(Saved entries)

** BEGIN **

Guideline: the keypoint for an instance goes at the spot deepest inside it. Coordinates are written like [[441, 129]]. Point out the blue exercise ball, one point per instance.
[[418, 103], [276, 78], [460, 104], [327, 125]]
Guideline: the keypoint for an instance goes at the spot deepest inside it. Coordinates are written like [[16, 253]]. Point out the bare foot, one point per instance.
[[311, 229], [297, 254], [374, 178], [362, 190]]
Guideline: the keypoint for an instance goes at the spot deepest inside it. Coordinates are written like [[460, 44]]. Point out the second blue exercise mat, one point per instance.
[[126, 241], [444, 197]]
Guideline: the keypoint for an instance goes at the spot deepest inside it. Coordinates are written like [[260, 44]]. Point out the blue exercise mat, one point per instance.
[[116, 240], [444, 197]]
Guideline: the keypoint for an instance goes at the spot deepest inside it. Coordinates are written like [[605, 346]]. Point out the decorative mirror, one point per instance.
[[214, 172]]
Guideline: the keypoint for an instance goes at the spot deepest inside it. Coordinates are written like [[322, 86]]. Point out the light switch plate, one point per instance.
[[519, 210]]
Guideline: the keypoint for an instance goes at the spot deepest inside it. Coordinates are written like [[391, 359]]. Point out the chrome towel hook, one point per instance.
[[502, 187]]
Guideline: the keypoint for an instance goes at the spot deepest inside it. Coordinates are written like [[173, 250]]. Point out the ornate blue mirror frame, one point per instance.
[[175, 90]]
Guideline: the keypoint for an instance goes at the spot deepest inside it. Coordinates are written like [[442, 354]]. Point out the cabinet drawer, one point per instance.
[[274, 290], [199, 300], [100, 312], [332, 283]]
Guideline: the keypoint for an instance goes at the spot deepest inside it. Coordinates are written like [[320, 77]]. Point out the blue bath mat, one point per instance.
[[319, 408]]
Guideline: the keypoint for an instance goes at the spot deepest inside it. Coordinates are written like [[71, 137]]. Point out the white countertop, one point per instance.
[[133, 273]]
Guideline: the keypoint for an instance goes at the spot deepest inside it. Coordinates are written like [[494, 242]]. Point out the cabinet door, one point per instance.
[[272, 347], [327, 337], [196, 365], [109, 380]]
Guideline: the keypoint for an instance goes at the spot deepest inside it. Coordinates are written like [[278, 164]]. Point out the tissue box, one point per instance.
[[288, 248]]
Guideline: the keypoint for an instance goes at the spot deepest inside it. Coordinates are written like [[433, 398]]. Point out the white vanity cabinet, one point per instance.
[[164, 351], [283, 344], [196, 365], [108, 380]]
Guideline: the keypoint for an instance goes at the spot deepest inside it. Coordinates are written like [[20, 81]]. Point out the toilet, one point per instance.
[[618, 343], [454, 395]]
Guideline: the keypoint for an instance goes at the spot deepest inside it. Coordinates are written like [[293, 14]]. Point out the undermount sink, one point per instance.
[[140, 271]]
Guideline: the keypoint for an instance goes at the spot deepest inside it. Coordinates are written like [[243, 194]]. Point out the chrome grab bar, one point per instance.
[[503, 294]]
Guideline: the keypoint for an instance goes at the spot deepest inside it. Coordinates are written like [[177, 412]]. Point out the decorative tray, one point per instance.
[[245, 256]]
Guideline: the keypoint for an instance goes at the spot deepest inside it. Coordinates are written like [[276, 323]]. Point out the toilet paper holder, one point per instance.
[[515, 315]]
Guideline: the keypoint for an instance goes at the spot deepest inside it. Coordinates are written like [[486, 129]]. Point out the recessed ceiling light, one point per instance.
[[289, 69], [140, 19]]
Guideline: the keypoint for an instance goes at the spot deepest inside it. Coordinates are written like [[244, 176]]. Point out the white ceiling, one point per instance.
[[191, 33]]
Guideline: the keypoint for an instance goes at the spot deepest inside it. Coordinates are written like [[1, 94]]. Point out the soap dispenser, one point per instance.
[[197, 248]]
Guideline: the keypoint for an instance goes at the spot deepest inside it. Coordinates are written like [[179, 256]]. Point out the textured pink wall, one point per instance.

** END **

-- Requirements --
Reproduce the lines from the line with "frame, one point per instance." to the line with "[[319, 408]]", both included, keeping the requests. Shift every coordinate in the answers by -68, leaving the sample coordinates inside the requests unchanged.

-- Complete output --
Guideline: the keypoint for an instance goes at the spot deepest inside it. Coordinates are written like [[173, 250]]. Point out the ornate blue mirror frame, one point per instance.
[[107, 22]]
Guideline: the keypoint for an instance goes at the spot deepest inside it. Coordinates are written like [[442, 354]]. Point out the cabinet drawer, one point per instance.
[[206, 222], [131, 232], [32, 244], [264, 215]]
Guideline: the keypoint for an instance goes at the spot deepest inside it. Coordinates are written like [[320, 77]]. Point out the blue bath mat, one point per instance.
[[251, 340]]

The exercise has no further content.